◆ Task ◆
Copy out the listing below word for word, leaving out the pictures.

[begin Entries]

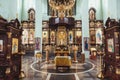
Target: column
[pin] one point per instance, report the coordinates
(38, 23)
(85, 25)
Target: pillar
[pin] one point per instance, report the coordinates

[end Entries]

◆ Task response ◆
Target: column
[pin] one point per instance, report the coordinates
(38, 23)
(85, 25)
Target: pillar
[pin] one point per instance, report the coordinates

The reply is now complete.